Restate all of the material, keeping every line identical to the original.

DATASET EXTRACT Start Marker

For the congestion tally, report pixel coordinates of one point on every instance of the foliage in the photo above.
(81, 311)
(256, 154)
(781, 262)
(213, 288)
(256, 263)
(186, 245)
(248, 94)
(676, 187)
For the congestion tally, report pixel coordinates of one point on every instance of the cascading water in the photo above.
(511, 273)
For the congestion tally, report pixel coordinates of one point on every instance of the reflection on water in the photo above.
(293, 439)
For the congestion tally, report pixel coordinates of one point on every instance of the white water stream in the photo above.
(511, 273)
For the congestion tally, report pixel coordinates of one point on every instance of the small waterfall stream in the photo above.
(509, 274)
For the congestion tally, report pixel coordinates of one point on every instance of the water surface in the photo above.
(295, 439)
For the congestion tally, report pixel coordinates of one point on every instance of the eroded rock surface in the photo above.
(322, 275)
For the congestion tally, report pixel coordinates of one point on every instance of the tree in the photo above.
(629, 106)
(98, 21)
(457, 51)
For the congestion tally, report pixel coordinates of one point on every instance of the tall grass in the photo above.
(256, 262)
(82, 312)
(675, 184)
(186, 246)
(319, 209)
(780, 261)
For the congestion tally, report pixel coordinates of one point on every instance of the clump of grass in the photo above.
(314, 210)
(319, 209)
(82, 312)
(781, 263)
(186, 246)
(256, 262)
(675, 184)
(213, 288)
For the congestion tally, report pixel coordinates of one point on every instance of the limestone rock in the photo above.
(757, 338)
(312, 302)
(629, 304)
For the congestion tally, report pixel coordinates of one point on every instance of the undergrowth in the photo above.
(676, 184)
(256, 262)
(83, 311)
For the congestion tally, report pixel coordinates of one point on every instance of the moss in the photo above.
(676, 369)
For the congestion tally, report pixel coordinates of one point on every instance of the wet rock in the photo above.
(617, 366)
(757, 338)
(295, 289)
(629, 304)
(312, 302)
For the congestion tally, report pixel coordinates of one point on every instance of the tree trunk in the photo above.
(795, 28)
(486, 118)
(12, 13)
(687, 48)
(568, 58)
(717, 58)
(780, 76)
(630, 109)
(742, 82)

DATASET EXTRACT End Marker

SOLUTION TO THIS PROBLEM:
For the congestion tally, report pixel coordinates of one point on every instance of the foliage in the photo above.
(81, 311)
(256, 154)
(781, 262)
(213, 288)
(256, 263)
(186, 245)
(248, 94)
(676, 187)
For the congestion tally, report pixel coordinates of one point on every instance of the cascading water in the photo above.
(511, 273)
For the congestion tally, report pixel coordinates of one point on every instance of the reflection on water in the photo above.
(293, 439)
For the congestion tally, report pixel coordinates of one point on every instance of the white water stream in the photo above.
(511, 273)
For the congestion tally, report pixel coordinates of one point on every instance of the small waterfall stream in the photo above.
(509, 274)
For the congestion tally, report pixel coordinates of one point on every instance of the water surface in the photo above.
(295, 439)
For the congestion tally, report pixel coordinates of one point on every instance of the eroded rock surface in the photo above.
(322, 275)
For the congestion tally, report pixel coordinates of one point on every instance of the tree in the photo above.
(629, 106)
(98, 21)
(457, 51)
For the congestion tally, report pixel coordinates of one point on every instance of the tall grass in the photo above.
(256, 262)
(82, 312)
(675, 184)
(186, 246)
(319, 209)
(780, 261)
For the congestion tally, report pixel coordinates of one point on every instance of the clump of grass in the photo above.
(314, 210)
(319, 209)
(82, 312)
(781, 263)
(186, 246)
(256, 262)
(675, 184)
(213, 288)
For the congestion tally, report pixel coordinates of one point on every instance of the limestone rock in the photo above.
(757, 338)
(312, 302)
(629, 304)
For the congestion tally, report pixel coordinates of one point on every instance of the undergrowth in the photo above.
(676, 184)
(256, 262)
(83, 311)
For the congestion tally, report pixel coordinates of one point on every instance of the moss in the photo above.
(676, 369)
For the congestion tally, report pixel coordinates of one point on every instance of the wet rock in the photo above.
(617, 366)
(757, 338)
(295, 289)
(629, 304)
(312, 302)
For the congestion tally, report pixel coordinates of one point on every instance of the tree trunk in the photo above.
(795, 28)
(486, 118)
(12, 13)
(687, 48)
(568, 58)
(717, 58)
(780, 76)
(630, 109)
(742, 82)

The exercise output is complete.